Consignes de travail>
• A. Répondez à ces questions sur l'exposé des motifs :
(i) Combien de modifications successives ont dénaturé l'ordonnance, selon le texte ?
(ii) Où et à quelle date Lionel Jospin a-t-il fait sa déclaration ?
(iii) Depuis quelle année la législation connaît-elle une « dérive répressive » ?
• B. Rédigez la suite de l'exposé des motifs sur l'immigration et la nationalité, après sa dernière phrase.

Passage présenté>
┌──

I. EXPOSÉ DES MOTIFS | [contre-proposition] |
La question de l'immigration et de la nationalité est depuis près de vingt ans dangereusement utilisée comme une arme du combat politique. A ce titre, on peut partager certains des arguments avancés pour justifier les projets Guigou et Chevènement, mais le choix de la recherche d'un consensus dépassant le clivage droite-gauche et conduisant à n'abroger ni les lois Pasqua-Debré-Méhaignerie, ni l'ordonnance du 2 novembre 1945 ne saurait être accepté.
Le « consensus » auquel appellent les projets de lois Chevènement et Guigou n'est pas celui de la République et du juste milieu, mais bien celui qui consiste à faire avaliser par la gauche la dérive répressive de notre législation en la matière depuis 1974 et surtout depuis les lois de 1993.
Il est vain d'espérer un consensus républicain avec ceux qui ont rompu avec les principes de la République. Il vaut donc mieux créer les conditions d'un débat clair sur le fond. Il faut une rupture franche avec le texte trop ancien de l'ordonnance du 2 octobre 1945, dénaturé par 24 modifications successives et ceux qui ont provoqué la cassure avec le fond culturel traditionnel : du droit du sol et du principe d'égalité.
Car il existe bel et bien en France un assez large consensus sur le droit du sol et le principe d'égalité des droits entre les habitants de ce pays. Mais ce consensus culturel, qui remonte pour partie au delà de la Révolution à l'Ancien Régime, ne s'explicite pas au plan politique depuis une vingtaine d'années et surtout depuis les lois de 1993. Dès lors, il convient de distinguer d'une part, une permanence culturelle qui se fonde sur une longue tradition, d'autre part la réalité du débat politique qui ne s'exprime plus aujourd'hui de façon consensuelle. Cette contradiction a toute les chances de ne pas permettre de sortir du "débat empoisonné". Nous choisissons ici de l'affronter clairement.
Cet abandon est grave sur le fond. Il l'est aussi sur la forme. L'abrogation des lois Pasqua-Debré-Méhaignerie était un engagement formel de Lionel Jospin au nom du Parti socialiste (déclaration au Zénith le 15 mai) et plus encore de la déclaration commune PS-PC (refonte globale de notre législation). La querelle n'est pas purement sémantique car les lois litigieuses ne sont pas vidées de leur substance nocive et restent marqués par la défiance (droit du sol restreint, allongement de la rétention administrative, double-peine, références insistantes et réitérées à l'ordre public, à la polygamie, à la fraude aux mariages blancs...).
Cette exigence de fidélité aux engagements est aussi celle de la modernité et de la réhabilitation de la politique. Il est de mauvaise politique, lorsqu'un mouvement social du type de l'an dernier s'est mobilisé sur une question, d'ignorer ses exigences et ses propositions et de le mettre à l'écart du processus de réflexion préalable à la décision. D'autant que ce réveil civique n'est pas étranger à la victoire, courte, il faut le rappeler, de la gauche. Des milliers de jeunes, d'intellectuels, d'artistes sont ainsi sortis de l'abstention sur la base de cet engagement que nous voulons aider le gouvernement à tenir.

└──

Matériel fourni>
┌──

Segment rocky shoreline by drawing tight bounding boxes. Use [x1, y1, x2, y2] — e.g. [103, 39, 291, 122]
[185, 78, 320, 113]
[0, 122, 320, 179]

└──

Réponses aux consignes>
• A.
(i) 24 modifications successives.
(ii) Au Zénith, le 15 mai.
(iii) Depuis 1974, et surtout depuis les lois de 1993.

• B.
La multitude des réformes, voire des remises en cause fondamentales qui se sont succédées depuis l'ordonnance de 1945 nécessite aujourd'hui une refonte générale de la législation et une réaffirmation de ses fondements.
Premièrement, il ne peut y avoir en la matière de loi de circonstance.
On ne légifère pas sur « l'immigration en temps de chômage » puis sur « l'immigration en temps de croissance ». Non que la conjoncture soit indifférente, mais cette matière qui régit la vie de milliers d'hommes, de femmes et d'enfants, la définition des principes doit primer sur le conjoncturel. Motiver une loi sur l'immigration en évoquant en vrac : « le poids du chômage de masse, les difficultés de certaines cités, la montée des modèles communautaristes... », comme le fait pour la première fois de façon explicite l'exposé du projet de loi Chevènement revient à légitimer a posteriori le discours de l'extrême droite.
La gauche s'est toujours caractérisée par le refus absolu et permanent de la racialisation de problèmes sociaux et qui doivent le rester, si du moins l'on demeure dans la perspective de leur apporter des solutions.
Plus grave la véritable motivation de cette abdication aux thèses de l'adversaire n'est pas sociale mais bien politique. Le consensus sur le fond culturel commun de la République, droit du sol, égalité des droits, s'est exprimé pour la dernière fois en 1984 avec l'instauration à l'unanimité des deux chambres de la carte de 10 ans avec renouvellement automatique. La gauche se doit, c'est un minimum, de restaurer cette mesure simple de stabilisation et d'insetion, adoptée en son temps par l'ensemble des formations politique. En 1984, le « chômage de masse » était à l'oeuvre depuis dix ans, mais cette même année le Front National faisait irruption sur la scène politique française avec sa percée aux européennes. Depuis lors la stratégie de la droite comme de la gauche pour endiguer la montée de l'extrême droite a consisté, avec la réussite que l'on sait, en la mise en place d'un arsenal juridique toujours plus répressif et discriminatoire.
Après « les mauvaises réponses à de bonnes questions », « les odeurs », « le péril d'invasion », « le seuil de tolérance », « la misère du monde »... les projets actuels sont une concession de plus à la lepénisation des esprits. Une concession plus grave encore car elle va faire loi, et loi de « gauche » qui plus est.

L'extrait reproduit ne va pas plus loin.